Tarefa proposta 1: Transcreva palavra por palavra o trecho do texto citado que começa em "Há agora que" e termina em "afirmação é inverídica.".
Tarefa proposta 2:
Responda com base no texto citado:
(a) Segundo o arguido, quem vendeu os bilhetes?
(b) Segundo a testemunha AC, quantos senhores vendiam bilhetes no exterior da praça de touros?
(c) Que valor estava no bilhete, de acordo com o que as duas meninas disseram?

Há agora que excluir as declarações em crise, lidas em audiência.
Assim, o recorrente defende que inexistiria prova de que foi ele a pessoa que procedeu à venda dos bilhetes, não se tendo sequer demonstrado que se encontrava no posto de venda.
Mais uma vez, esta sua afirmação é inverídica.
Na verdade, o arguido declarou em julgamento que a pessoa que vendeu os bilhetes foi EC, que este cobrou 2,00 € a mais por engano, e que se deslocou à barraca apenas para perceber o que se passava com as autoridades policiais. Esta versão não convenceu, pois foi infirmada por toda a restante prova produzida, de sinal contrário e de consistente peso probatório (exceptuando agora as declarações lidas em julgamento, repete-se).
Assim, como se refere no exame crítico e está de acordo com as transcrições da prova feitas em recurso, “a testemunha AC, militar da GNR, referiu que nas condições constantes da acusação, se encontravam três senhores a vender os bilhetes, no exterior da praça de touros, os quais foram identificados pelas indicações dadas, na altura, pelas testemunhas SP e AF, sendo um deles o proprietário (ora arguido). Esclareceu de forma clara e coerente que se encontrava de serviço no exterior da praça de touros e que foram alertados para o facto de na barraca em causa estarem a ser vendidos bilhetes por um valor superior ao preço dos bilhetes, pelo que foram dizer aos senhores que se encontravam na barraca que não podiam vender bilhetes nessas condições.
Mais esclareceu que enquanto se encontrava a observar a barraca viu duas meninas sair da mesma, com bilhetes na mão, pelo que foi questioná-las, tendo as mesmas referido que pagaram 25.00 €, valor que era superior aos 20,00 € que estavam no bilhete, facto que consideraram estranho e por isso acompanharam a testemunha à barraca para identificarem os vendedores dos mesmos.”
Mas se se atentar directamente no depoimento em causa, a que a Relação tem acesso dado ter sido essa a opção do recorrente (que interpôs recurso com acesso à prova gravada), a força da prova no sentido da condenação impõe-se ainda com mais evidência.

Dados fornecidos:
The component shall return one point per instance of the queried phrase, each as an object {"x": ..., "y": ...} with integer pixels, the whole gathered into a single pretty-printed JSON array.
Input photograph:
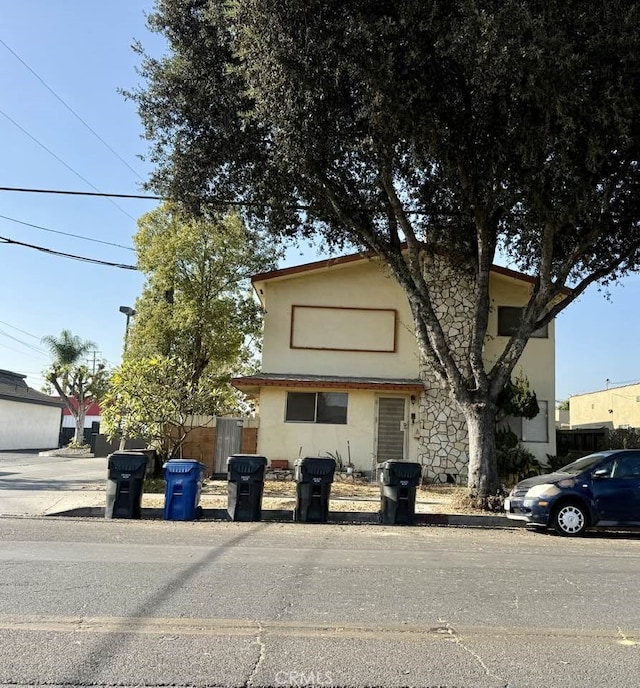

Resposta final 1:
Há agora que excluir as declarações em crise, lidas em audiência.
Assim, o recorrente defende que inexistiria prova de que foi ele a pessoa que procedeu à venda dos bilhetes, não se tendo sequer demonstrado que se encontrava no posto de venda.
Mais uma vez, esta sua afirmação é inverídica.

Resposta final 2:
(a) EC.
(b) Três.
(c) 20,00 €.